# [Extrait à lire]
Cette ambition d’ouverture a été maintes fois énoncée, d’abord chez les Verts puis EELV, avec la volonté d’articuler le parti à des partenaires associatifs ou à des individus. Là, vous visez le ralliement d’un million de personnes, cent fois plus que le nombre d’adhérent·es d’EELV !

On ne peut pas nier que nous ayons toujours eu la préoccupation de l’ouverture et de la diversité en notre sein. Nous faisons aujourd’hui le constat que les sympathisant·es de l’écologie au sens large ne recherchent pas un statut particulier ni l’adhésion à une nouvelle organisation. C’est ce qui ressort notamment de la grande enquête que nous avons menée en ligne et dans les territoires auprès du grand public, et qui a donné l’occasion à plus de 30 000 personnes de donner leur avis. Plutôt qu’un cadre structuré traditionnel, les gens montrent une préférence pour des espaces d’engagement beaucoup plus souples dans leurs modalités d’organisation.

Il faut que notre projet soit perçu comme plus crédible et plus audible sur l’ensemble des sujets de société.

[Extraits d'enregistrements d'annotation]

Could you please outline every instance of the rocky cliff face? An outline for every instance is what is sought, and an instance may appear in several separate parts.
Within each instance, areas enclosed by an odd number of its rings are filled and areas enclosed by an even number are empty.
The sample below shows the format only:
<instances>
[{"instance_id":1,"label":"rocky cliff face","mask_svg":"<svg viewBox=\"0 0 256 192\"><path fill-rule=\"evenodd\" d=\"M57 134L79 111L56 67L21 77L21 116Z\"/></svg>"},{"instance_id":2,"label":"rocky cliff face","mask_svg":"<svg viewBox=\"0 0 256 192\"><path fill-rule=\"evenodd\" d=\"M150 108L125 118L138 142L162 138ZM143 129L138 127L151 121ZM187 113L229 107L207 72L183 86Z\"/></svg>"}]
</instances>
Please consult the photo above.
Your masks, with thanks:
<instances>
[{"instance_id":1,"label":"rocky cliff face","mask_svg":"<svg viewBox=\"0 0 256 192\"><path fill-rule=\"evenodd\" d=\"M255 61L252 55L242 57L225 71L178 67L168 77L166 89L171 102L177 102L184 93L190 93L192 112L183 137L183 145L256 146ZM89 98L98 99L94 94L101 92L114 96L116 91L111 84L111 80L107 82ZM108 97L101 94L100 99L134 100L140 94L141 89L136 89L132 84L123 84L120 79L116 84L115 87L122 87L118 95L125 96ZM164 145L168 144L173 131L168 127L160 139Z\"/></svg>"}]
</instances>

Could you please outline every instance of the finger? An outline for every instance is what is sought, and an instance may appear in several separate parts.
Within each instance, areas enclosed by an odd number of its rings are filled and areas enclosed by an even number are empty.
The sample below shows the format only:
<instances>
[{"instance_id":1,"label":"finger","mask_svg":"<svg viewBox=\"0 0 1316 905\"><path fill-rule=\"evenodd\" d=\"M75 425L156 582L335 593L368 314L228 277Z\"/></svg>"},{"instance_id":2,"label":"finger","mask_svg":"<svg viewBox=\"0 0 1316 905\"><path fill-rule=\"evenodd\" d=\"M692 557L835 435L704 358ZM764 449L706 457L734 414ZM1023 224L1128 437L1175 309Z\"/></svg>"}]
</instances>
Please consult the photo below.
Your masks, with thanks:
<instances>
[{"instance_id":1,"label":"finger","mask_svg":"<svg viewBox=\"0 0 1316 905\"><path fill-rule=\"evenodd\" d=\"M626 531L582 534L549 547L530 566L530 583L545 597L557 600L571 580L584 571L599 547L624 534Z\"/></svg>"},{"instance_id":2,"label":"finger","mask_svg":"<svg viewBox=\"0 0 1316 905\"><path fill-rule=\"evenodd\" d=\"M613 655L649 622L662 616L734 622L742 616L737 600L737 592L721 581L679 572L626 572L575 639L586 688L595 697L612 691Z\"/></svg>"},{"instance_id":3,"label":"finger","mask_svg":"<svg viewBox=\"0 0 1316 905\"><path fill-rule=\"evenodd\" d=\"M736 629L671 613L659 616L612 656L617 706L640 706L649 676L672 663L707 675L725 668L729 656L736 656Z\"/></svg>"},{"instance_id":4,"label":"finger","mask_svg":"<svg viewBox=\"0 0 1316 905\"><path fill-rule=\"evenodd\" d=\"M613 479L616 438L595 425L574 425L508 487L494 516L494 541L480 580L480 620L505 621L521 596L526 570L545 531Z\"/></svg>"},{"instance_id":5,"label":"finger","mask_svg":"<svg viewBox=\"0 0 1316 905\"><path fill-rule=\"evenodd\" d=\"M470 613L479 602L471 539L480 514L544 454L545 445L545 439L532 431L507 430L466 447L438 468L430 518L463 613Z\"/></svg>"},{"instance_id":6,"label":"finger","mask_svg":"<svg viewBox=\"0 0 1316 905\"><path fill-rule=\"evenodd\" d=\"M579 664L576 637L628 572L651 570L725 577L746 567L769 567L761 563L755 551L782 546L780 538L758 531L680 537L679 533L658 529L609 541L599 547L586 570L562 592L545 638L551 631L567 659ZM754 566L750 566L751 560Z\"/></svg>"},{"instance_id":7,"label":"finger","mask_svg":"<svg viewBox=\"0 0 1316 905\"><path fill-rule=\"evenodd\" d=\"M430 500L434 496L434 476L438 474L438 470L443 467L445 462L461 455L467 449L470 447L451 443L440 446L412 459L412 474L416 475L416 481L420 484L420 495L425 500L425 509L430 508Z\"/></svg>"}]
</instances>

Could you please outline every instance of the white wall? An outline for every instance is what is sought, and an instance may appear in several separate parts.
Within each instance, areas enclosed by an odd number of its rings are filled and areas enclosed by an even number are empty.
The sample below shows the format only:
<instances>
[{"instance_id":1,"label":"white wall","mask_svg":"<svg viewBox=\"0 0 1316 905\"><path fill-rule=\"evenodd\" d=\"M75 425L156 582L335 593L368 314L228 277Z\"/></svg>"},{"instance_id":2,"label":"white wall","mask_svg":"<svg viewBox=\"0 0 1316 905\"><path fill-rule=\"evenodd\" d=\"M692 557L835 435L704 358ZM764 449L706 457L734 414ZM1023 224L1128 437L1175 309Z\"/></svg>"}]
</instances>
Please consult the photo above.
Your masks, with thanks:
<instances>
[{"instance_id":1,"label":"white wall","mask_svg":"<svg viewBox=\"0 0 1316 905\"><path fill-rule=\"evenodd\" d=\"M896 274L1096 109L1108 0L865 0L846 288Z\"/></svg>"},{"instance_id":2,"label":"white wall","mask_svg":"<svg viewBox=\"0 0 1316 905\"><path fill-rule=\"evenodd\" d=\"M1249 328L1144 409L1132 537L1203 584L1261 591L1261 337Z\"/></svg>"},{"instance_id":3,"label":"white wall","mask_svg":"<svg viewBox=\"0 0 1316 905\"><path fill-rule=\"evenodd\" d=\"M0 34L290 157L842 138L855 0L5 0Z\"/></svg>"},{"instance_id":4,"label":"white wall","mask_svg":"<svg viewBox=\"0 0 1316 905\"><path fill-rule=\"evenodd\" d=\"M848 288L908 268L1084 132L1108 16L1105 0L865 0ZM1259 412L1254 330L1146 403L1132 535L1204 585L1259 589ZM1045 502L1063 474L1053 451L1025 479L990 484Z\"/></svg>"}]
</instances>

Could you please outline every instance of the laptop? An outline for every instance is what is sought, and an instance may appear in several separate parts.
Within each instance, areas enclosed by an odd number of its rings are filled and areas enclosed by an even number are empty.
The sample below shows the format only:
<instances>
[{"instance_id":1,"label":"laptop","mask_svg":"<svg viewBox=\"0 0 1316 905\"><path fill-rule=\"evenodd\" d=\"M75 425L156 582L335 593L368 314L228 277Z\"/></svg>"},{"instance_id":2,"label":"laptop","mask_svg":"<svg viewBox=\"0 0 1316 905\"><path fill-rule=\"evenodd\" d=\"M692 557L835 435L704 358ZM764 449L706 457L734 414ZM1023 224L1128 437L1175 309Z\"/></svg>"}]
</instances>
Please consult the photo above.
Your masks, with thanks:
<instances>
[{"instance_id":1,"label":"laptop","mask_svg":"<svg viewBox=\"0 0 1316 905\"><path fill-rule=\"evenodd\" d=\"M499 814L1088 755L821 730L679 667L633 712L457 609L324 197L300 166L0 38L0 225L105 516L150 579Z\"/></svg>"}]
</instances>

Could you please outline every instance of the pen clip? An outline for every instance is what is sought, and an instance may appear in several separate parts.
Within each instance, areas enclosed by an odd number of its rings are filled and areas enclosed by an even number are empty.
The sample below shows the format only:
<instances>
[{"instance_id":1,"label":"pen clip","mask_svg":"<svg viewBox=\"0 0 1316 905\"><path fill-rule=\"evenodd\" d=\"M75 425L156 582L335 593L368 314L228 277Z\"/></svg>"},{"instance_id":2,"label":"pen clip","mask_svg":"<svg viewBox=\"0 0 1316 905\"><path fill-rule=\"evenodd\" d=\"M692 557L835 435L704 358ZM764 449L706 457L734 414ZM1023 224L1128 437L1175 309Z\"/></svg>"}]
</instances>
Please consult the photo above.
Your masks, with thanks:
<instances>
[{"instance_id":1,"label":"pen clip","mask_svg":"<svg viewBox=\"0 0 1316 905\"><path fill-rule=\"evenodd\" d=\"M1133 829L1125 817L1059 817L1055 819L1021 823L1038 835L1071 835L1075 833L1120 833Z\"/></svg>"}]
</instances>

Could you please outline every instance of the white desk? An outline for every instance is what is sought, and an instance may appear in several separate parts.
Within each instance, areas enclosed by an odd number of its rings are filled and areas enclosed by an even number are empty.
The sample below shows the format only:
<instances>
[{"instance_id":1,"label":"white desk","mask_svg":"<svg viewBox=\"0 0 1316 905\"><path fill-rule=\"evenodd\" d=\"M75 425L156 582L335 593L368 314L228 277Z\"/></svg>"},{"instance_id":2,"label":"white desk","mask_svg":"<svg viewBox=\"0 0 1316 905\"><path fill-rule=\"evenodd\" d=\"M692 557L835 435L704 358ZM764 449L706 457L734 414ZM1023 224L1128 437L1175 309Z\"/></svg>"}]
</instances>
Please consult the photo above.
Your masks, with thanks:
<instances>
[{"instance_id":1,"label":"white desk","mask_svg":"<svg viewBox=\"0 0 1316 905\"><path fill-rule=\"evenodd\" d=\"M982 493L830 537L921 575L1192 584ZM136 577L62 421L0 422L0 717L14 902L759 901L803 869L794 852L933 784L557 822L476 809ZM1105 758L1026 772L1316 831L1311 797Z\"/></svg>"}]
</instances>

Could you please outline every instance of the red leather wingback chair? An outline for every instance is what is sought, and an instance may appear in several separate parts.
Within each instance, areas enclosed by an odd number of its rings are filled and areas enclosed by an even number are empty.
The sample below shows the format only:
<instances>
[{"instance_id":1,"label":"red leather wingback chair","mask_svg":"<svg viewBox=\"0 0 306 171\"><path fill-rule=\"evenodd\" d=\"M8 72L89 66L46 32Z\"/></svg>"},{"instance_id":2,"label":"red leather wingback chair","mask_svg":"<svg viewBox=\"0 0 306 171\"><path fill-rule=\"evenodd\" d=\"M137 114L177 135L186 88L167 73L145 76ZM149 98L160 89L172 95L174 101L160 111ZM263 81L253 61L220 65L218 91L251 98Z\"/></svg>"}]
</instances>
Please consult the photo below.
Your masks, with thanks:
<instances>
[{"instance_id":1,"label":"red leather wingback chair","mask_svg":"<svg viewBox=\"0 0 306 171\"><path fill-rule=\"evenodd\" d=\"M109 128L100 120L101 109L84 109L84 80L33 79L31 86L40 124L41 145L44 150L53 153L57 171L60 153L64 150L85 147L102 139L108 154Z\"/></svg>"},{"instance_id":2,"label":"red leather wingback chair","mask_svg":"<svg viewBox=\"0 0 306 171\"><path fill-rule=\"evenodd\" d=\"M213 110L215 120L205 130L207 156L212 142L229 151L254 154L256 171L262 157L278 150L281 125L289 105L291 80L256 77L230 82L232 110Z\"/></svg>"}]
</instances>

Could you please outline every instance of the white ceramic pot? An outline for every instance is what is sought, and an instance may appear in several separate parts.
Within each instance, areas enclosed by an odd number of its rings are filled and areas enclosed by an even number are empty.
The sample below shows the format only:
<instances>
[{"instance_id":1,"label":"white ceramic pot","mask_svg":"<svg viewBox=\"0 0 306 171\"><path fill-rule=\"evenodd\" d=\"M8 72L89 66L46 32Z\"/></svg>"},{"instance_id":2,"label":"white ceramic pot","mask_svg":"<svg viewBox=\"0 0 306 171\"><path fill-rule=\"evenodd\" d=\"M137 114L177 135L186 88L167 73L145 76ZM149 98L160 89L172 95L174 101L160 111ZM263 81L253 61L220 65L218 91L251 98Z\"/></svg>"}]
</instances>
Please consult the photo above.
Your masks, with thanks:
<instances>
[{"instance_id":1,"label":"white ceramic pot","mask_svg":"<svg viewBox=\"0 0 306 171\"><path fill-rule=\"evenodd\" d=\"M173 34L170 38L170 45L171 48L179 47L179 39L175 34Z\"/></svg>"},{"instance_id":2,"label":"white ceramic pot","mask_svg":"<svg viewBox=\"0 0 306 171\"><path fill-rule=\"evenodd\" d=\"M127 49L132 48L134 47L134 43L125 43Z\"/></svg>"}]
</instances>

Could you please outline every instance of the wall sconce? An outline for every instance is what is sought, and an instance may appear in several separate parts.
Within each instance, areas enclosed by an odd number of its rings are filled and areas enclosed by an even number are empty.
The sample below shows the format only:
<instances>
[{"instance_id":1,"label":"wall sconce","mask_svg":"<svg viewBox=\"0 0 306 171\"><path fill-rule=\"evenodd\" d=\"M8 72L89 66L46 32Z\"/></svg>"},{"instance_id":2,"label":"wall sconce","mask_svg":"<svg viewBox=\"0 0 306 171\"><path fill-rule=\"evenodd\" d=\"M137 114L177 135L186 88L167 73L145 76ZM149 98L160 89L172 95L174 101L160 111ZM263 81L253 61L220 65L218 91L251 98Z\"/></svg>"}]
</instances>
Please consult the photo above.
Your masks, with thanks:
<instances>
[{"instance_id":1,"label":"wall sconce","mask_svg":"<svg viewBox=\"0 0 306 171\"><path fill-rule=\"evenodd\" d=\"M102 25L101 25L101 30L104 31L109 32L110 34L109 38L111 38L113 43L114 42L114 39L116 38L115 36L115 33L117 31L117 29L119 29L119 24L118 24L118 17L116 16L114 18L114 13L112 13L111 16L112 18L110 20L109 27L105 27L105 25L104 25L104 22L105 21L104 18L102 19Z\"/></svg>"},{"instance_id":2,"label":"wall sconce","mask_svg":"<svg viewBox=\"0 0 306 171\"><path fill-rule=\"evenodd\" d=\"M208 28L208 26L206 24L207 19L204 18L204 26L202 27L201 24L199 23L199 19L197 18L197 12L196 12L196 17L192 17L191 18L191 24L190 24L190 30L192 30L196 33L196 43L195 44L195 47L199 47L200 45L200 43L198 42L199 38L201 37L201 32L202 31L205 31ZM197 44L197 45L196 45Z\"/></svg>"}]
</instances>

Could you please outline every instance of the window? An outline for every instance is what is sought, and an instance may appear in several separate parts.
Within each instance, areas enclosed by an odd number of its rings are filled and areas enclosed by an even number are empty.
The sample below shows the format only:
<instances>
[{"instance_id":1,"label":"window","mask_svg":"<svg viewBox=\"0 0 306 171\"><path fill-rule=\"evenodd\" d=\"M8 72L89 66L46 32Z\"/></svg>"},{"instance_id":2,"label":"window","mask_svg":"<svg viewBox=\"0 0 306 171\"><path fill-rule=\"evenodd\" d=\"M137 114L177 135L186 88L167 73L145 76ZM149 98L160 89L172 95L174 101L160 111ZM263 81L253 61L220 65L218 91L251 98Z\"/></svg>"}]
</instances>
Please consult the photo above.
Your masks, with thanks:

# [Consignes]
1. Répondez à ces questions sur l'extrait :
(a) Combien de personnes le ralliement visé doit-il réunir ?
(b) Combien de personnes ont donné leur avis lors de la grande enquête ?
(c) Pour quel type d'espace les gens montrent-ils une préférence ?
2. Recopiez le passage de l'extrait qui s'ouvre sur les mots contenant "On ne peut pas" et se ferme sur "sujets de société.".
Basez-vous uniquement sur l'extrait.

# [Réponses attendues]
1.
(a) Un million de personnes.
(b) Plus de 30 000 personnes.
(c) Pour des espaces d'engagement beaucoup plus souples dans leurs modalités d'organisation.

2.
On ne peut pas nier que nous ayons toujours eu la préoccupation de l’ouverture et de la diversité en notre sein. Nous faisons aujourd’hui le constat que les sympathisant·es de l’écologie au sens large ne recherchent pas un statut particulier ni l’adhésion à une nouvelle organisation. C’est ce qui ressort notamment de la grande enquête que nous avons menée en ligne et dans les territoires auprès du grand public, et qui a donné l’occasion à plus de 30 000 personnes de donner leur avis. Plutôt qu’un cadre structuré traditionnel, les gens montrent une préférence pour des espaces d’engagement beaucoup plus souples dans leurs modalités d’organisation.

Il faut que notre projet soit perçu comme plus crédible et plus audible sur l’ensemble des sujets de société.